Records for processing:
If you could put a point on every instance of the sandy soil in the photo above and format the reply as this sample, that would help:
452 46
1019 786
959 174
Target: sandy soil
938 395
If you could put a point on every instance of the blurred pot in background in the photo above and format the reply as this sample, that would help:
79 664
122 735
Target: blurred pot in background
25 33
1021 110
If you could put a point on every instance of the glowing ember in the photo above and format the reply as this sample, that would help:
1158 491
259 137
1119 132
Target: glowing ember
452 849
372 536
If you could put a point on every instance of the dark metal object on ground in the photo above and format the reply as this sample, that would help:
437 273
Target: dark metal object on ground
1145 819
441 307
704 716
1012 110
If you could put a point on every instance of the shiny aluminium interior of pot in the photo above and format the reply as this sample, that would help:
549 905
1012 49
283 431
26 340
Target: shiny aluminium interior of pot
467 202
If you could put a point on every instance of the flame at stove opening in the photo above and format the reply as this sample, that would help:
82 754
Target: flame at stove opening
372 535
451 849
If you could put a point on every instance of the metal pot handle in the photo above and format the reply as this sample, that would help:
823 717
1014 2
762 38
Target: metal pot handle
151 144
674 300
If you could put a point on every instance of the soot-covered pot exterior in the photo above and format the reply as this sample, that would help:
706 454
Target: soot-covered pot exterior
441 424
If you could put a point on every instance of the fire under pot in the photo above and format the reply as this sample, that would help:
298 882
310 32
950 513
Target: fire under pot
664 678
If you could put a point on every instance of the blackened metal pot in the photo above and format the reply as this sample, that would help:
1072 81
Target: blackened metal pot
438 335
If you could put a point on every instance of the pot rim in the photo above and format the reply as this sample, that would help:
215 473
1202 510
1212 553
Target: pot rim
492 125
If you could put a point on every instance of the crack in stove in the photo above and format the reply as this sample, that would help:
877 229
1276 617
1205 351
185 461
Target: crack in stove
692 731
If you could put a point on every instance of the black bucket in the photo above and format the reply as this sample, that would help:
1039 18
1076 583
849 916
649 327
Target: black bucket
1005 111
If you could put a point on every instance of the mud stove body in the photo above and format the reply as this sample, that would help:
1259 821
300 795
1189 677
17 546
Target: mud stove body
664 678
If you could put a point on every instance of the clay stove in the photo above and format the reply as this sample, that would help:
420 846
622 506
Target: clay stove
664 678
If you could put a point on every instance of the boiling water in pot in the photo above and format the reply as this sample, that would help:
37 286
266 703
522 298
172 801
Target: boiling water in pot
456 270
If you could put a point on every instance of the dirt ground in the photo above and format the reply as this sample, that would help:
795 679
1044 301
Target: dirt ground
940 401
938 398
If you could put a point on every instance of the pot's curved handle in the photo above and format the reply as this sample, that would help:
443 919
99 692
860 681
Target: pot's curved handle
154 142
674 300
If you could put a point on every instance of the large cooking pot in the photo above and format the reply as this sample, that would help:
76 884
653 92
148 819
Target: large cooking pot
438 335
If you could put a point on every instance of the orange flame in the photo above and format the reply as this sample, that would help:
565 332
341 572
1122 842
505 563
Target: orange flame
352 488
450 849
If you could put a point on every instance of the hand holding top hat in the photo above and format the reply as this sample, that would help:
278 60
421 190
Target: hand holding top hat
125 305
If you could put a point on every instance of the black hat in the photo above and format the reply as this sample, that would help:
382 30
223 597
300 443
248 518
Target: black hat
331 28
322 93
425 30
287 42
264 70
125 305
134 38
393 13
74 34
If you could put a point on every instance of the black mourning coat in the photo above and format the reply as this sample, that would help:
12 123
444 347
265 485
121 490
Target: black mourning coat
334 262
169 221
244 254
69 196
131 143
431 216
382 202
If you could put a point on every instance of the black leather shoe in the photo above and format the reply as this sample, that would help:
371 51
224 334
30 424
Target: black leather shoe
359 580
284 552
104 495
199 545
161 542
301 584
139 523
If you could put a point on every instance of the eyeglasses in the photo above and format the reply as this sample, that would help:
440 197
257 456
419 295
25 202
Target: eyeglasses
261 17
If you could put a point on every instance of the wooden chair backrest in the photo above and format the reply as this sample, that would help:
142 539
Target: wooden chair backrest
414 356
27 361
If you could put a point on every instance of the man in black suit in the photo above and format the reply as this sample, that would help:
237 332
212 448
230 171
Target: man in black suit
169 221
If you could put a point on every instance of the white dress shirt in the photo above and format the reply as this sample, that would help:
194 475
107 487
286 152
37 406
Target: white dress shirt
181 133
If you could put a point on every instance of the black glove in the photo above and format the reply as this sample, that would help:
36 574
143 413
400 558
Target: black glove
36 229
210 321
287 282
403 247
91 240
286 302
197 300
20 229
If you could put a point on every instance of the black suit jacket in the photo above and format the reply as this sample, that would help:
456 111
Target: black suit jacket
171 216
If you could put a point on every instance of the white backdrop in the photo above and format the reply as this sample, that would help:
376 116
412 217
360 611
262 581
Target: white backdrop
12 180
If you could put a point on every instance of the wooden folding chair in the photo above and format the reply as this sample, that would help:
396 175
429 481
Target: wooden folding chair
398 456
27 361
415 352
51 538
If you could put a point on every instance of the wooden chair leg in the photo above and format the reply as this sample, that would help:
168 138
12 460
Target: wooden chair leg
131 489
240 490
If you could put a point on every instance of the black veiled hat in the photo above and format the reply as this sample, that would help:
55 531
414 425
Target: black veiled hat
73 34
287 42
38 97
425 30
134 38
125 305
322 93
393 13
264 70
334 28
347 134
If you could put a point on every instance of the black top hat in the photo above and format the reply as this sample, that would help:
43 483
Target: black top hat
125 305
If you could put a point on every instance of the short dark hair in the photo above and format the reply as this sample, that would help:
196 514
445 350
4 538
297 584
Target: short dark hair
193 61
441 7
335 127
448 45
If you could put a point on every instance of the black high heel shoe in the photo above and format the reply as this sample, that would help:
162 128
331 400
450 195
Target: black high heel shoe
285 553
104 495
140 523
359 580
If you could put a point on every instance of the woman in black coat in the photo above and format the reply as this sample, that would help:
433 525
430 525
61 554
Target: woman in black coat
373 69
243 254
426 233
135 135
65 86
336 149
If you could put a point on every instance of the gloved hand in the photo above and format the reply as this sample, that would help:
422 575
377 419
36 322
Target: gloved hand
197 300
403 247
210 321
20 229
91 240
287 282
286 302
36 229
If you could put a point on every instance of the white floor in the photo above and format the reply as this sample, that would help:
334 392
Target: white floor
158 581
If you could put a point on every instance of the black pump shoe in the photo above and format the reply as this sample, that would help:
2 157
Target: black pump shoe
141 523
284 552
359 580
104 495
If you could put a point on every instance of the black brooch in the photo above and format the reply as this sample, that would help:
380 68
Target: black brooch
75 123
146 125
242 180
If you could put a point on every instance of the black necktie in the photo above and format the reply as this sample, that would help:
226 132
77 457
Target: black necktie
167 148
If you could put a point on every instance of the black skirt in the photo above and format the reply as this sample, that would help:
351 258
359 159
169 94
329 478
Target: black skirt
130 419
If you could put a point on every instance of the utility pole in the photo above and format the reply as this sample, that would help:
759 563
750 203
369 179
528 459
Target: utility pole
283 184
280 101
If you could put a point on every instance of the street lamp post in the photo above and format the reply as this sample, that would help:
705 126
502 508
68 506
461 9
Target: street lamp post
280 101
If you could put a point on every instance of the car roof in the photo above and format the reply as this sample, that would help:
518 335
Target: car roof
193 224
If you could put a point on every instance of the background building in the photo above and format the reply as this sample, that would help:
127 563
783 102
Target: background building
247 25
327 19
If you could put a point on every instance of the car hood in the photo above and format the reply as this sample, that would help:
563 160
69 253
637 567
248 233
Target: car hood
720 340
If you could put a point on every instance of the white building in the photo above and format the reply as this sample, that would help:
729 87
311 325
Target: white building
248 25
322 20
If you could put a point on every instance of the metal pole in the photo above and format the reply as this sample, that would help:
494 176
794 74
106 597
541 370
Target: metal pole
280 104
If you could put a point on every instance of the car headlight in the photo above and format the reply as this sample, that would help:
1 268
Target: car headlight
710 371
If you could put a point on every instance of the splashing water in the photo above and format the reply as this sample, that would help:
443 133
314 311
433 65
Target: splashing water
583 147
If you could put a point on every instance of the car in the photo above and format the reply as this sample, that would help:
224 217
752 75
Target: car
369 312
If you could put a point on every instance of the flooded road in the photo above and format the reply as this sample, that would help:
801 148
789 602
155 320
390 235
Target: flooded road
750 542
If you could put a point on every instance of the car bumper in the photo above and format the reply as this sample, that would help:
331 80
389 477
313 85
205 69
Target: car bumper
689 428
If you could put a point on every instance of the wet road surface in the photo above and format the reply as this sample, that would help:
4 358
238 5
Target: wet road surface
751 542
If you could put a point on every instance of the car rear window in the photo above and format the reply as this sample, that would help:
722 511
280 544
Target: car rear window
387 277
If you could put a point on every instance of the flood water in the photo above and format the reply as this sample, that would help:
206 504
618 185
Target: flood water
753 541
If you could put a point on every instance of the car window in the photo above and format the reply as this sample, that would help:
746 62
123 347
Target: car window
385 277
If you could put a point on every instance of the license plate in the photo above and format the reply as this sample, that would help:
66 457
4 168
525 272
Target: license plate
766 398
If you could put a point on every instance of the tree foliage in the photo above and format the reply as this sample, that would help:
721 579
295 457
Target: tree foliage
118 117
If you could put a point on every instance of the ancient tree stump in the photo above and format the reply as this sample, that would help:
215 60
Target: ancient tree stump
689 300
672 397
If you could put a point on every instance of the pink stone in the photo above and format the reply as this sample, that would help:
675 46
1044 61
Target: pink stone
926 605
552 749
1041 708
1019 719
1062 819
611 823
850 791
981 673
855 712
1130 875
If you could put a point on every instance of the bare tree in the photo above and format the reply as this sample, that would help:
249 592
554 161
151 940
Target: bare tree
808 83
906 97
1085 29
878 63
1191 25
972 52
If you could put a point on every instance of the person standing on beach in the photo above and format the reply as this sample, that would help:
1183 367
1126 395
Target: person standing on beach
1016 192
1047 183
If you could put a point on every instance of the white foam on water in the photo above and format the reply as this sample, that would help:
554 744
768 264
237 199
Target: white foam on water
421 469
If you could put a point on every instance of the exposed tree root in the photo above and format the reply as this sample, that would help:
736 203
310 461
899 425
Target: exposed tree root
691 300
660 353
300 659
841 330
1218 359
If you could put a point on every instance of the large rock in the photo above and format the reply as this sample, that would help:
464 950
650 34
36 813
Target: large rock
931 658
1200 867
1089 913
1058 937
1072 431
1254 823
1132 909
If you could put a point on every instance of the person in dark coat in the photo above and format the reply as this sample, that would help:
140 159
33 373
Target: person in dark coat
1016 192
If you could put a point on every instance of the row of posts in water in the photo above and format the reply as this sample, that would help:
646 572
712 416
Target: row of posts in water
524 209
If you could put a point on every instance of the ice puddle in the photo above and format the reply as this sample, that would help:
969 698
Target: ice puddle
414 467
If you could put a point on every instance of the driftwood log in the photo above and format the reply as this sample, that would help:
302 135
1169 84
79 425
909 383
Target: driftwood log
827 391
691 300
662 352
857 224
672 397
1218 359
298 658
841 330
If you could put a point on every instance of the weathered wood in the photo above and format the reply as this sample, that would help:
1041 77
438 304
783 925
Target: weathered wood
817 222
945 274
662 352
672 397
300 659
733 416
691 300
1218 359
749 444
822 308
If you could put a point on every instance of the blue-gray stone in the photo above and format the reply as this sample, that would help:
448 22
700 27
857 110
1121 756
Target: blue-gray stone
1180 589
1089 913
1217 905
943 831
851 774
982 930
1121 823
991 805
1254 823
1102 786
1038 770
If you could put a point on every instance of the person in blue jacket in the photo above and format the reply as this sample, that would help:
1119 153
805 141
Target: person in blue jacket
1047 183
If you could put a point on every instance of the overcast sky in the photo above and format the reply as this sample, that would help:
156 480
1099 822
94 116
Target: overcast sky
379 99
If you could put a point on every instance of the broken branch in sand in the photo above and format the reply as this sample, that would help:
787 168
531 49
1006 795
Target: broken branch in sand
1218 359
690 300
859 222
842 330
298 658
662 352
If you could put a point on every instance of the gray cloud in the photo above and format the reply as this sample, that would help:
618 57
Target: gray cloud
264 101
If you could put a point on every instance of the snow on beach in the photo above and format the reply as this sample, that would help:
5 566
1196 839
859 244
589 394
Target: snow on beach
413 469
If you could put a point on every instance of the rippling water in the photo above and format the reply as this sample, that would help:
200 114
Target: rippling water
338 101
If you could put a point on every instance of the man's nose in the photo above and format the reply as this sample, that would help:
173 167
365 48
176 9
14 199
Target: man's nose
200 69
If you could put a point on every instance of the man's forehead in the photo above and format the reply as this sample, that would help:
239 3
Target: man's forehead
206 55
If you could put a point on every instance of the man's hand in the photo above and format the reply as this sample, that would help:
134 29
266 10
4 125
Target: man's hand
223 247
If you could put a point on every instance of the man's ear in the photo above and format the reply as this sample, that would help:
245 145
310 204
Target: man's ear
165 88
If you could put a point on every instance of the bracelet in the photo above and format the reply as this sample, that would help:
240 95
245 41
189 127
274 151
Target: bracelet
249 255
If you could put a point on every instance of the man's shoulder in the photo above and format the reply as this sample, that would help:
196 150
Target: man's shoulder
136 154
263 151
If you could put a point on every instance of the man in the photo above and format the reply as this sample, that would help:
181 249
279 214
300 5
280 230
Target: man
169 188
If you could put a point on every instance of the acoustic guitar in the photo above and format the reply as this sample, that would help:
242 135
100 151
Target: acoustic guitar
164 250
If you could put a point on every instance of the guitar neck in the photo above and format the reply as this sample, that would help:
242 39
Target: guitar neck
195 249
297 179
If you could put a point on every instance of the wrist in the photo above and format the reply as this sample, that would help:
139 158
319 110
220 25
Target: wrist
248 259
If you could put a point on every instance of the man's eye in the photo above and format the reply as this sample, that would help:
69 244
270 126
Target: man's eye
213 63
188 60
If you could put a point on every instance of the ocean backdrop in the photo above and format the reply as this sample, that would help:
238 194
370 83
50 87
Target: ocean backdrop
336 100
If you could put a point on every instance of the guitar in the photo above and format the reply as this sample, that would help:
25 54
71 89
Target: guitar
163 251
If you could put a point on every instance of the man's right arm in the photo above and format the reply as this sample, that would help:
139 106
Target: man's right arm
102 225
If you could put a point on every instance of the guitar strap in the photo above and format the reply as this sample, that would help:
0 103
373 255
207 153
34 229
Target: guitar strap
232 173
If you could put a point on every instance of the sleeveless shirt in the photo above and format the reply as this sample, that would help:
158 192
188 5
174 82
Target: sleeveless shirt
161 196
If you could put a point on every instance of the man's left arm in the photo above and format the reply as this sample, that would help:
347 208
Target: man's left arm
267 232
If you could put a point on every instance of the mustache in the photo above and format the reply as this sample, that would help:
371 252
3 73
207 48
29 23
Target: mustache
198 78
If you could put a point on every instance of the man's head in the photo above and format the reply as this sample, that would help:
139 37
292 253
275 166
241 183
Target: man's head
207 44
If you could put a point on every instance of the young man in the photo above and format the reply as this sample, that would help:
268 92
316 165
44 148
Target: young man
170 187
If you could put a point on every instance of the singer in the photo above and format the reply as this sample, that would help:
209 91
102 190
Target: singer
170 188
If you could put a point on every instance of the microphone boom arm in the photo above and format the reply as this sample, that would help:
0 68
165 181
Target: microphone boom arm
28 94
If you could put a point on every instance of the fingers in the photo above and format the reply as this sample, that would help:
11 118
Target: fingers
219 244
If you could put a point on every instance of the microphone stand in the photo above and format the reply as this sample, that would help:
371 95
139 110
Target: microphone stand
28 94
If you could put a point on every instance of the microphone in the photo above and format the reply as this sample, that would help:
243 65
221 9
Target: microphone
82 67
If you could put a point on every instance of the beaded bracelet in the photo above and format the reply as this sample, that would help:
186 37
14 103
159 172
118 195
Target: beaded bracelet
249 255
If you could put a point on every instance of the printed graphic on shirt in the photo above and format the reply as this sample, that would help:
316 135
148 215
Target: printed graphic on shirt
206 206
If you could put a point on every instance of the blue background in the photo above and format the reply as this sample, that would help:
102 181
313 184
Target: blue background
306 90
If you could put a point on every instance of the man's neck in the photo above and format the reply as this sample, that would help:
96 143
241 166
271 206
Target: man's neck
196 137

What the task requires:
Above are the records. Copy the lines beginning at the one that has "Target: background building" and ending with the one that has "of the car in", unchanged.

Task answer:
Target: background building
247 25
327 19
If you could put a point on every instance of the car hood in the photo above and format the reply as this sample, that would help:
563 160
69 253
637 567
248 233
Target: car hood
720 340
If you could put a point on every instance of the white building in the photo above and format the reply as this sample, that would help:
729 87
311 325
Target: white building
248 25
322 20
If you could put a point on every instance of the metal pole in the photo above and format the reply as this sample, that would help:
494 176
794 74
106 597
541 370
Target: metal pole
280 104
If you could put a point on every instance of the car headlight in the photo above and format the reply as this sample, that would help:
1 268
Target: car headlight
710 371
If you could put a point on every instance of the splashing water in the photo above and format the reply as this sample, that would help:
443 133
314 311
433 65
Target: splashing water
583 147
If you could put a point on every instance of the car in the photo above and format the reply as this sample, that would help:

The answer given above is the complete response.